### [Objective]
Each line that follows is to be retyped exactly.

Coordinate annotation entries

>> start

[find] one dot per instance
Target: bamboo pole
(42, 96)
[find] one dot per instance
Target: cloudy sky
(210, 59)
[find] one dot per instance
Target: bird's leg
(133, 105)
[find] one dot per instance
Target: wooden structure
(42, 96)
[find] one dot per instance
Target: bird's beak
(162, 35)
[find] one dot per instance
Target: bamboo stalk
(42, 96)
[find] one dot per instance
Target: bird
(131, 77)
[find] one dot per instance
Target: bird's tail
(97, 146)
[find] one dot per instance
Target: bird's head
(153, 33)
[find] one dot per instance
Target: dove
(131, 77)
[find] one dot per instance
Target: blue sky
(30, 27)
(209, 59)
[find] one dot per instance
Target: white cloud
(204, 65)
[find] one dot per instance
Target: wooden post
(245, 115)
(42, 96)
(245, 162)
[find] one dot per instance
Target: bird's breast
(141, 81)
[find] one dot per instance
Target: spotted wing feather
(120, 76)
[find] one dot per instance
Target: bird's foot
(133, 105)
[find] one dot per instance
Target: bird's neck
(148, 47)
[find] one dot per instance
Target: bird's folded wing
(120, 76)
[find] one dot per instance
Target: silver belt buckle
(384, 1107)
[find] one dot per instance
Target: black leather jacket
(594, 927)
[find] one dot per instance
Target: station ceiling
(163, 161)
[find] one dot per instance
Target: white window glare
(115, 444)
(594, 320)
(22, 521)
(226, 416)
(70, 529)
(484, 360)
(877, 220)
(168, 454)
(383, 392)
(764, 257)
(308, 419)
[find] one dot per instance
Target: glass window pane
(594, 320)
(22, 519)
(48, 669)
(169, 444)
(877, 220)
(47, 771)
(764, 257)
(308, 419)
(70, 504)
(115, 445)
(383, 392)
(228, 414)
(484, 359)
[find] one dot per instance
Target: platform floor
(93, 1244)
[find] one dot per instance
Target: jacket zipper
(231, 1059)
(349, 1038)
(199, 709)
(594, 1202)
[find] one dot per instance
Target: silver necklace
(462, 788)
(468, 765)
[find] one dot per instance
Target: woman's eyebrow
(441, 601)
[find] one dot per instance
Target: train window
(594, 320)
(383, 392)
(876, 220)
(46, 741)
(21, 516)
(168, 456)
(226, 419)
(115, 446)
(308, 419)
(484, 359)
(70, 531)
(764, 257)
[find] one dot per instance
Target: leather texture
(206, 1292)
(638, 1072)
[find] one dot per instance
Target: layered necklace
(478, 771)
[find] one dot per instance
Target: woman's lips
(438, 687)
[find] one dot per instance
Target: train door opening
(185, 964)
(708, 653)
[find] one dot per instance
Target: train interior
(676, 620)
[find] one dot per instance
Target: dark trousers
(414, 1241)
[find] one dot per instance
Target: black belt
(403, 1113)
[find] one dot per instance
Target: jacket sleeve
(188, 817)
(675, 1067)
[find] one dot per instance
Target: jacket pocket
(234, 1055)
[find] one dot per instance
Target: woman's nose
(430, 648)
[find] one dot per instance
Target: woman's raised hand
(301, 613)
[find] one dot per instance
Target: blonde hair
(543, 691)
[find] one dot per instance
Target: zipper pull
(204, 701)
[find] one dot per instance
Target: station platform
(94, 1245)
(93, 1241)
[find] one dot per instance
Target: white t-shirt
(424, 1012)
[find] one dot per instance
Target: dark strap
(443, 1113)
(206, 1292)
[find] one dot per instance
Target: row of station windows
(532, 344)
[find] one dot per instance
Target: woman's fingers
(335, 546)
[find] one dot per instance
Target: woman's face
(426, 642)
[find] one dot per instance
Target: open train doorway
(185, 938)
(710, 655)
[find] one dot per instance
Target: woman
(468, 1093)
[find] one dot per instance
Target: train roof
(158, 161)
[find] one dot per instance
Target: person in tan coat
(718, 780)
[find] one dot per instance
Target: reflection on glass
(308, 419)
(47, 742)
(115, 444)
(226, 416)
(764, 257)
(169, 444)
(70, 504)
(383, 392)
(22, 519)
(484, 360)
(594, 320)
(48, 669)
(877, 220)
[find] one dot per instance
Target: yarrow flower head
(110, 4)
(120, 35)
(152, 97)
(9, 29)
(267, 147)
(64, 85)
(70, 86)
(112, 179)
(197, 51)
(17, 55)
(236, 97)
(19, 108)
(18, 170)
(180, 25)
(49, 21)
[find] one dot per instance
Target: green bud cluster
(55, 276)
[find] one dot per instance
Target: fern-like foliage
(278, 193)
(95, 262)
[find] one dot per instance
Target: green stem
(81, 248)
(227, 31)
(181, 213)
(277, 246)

>> end

### [Full answer]
[find] one dot per instance
Target: bamboo pole
(42, 96)
[find] one dot per instance
Target: cloudy sky
(210, 59)
[find] one dot per instance
Target: bird's leg
(133, 105)
[find] one dot per instance
Target: wooden structure
(42, 96)
[find] one dot per instance
Target: bird's beak
(162, 35)
[find] one dot per instance
Target: bamboo stalk
(42, 96)
[find] one dot per instance
Target: bird
(131, 77)
[find] one dot per instance
Target: bird's tail
(97, 146)
[find] one dot per instance
Target: bird's head
(153, 33)
[find] one dot per instance
Target: dove
(131, 77)
[find] one dot per instance
Target: blue sky
(30, 27)
(209, 59)
[find] one dot per instance
Target: white cloud
(204, 65)
[find] one dot per instance
Target: wooden post
(245, 115)
(42, 96)
(245, 162)
[find] one dot per instance
Target: bird's breast
(141, 81)
[find] one dot per instance
Target: spotted wing feather
(120, 76)
[find] one dot per instance
Target: bird's foot
(133, 105)
[find] one dot per instance
Target: bird's neck
(148, 47)
[find] one dot per instance
Target: bird's folded wing
(120, 76)
[find] one dot per instance
Target: silver belt buckle
(384, 1107)
[find] one dot per instance
Target: black leather jacket
(594, 927)
[find] one dot per instance
Target: station ceiling
(163, 161)
[find] one dot per instance
Target: white window glare
(115, 444)
(594, 320)
(22, 521)
(226, 416)
(70, 529)
(484, 360)
(877, 220)
(168, 454)
(383, 392)
(764, 257)
(308, 419)
[find] one dot per instance
Target: glass window pane
(594, 320)
(22, 519)
(48, 669)
(169, 444)
(877, 220)
(47, 771)
(764, 257)
(308, 419)
(70, 504)
(115, 445)
(383, 392)
(228, 414)
(484, 359)
[find] one dot per instance
Target: platform floor
(93, 1244)
[find] one dot per instance
Target: jacket zipper
(231, 1059)
(349, 1038)
(199, 709)
(594, 1202)
[find] one dot per instance
Target: silver necklace
(462, 788)
(468, 765)
[find] one dot per instance
Target: woman's eyebrow
(441, 601)
[find] one dot per instance
Target: train window
(594, 320)
(383, 392)
(876, 220)
(46, 741)
(21, 516)
(168, 456)
(226, 419)
(115, 446)
(308, 419)
(484, 359)
(70, 531)
(764, 257)
[find] one dot per instance
Target: leather texture
(206, 1292)
(638, 1072)
[find] one dot per instance
Target: layered necklace
(478, 771)
[find] one dot per instance
Target: woman's lips
(438, 687)
[find] one dot per instance
Target: train door opening
(185, 964)
(708, 653)
[find] one dot per instance
Target: train interior
(676, 620)
[find] one dot per instance
Target: dark trousers
(414, 1241)
[find] one dot per instance
Target: black belt
(403, 1113)
[find] one dot per instance
Target: jacket sleeve
(188, 817)
(675, 1067)
[find] one dot per instance
Target: jacket pocket
(234, 1055)
[find] one dot per instance
Target: woman's nose
(430, 648)
[find] one dot per instance
Target: woman's raised hand
(301, 613)
[find] one dot per instance
Target: blonde hair
(543, 691)
[find] one dot per instance
Target: zipper pull
(204, 701)
[find] one dot per instance
Target: station platform
(94, 1245)
(93, 1241)
[find] one dot per instance
Target: white t-shirt
(424, 1012)
[find] one dot per instance
Target: dark strap
(443, 1113)
(206, 1292)
[find] one dot per instance
Target: row of station windows
(532, 344)
[find] one dot per instance
Target: woman's fingers
(335, 546)
[find] one dot per instance
Target: woman's face
(426, 642)
[find] one dot per instance
Target: open train doorway
(185, 938)
(710, 655)
[find] one dot per instance
Target: woman
(468, 1093)
[find] one dot per instance
Target: train roof
(158, 161)
[find] one dot per instance
Target: person in tan coat
(718, 780)
[find] one dot per instance
Target: reflection on glass
(308, 419)
(47, 742)
(115, 444)
(226, 416)
(764, 257)
(169, 444)
(70, 504)
(383, 392)
(22, 519)
(484, 360)
(594, 320)
(48, 669)
(877, 220)
[find] one dot per instance
Target: yarrow flower head
(110, 4)
(120, 35)
(152, 97)
(9, 29)
(267, 147)
(64, 85)
(70, 86)
(112, 179)
(197, 51)
(17, 55)
(236, 97)
(19, 108)
(18, 170)
(180, 25)
(49, 21)
[find] one dot per instance
Target: green bud cluster
(55, 276)
[find] one dot per instance
Target: fern-like foliage
(278, 193)
(95, 262)
[find] one dot per instance
Target: green stem
(81, 248)
(227, 31)
(181, 213)
(277, 246)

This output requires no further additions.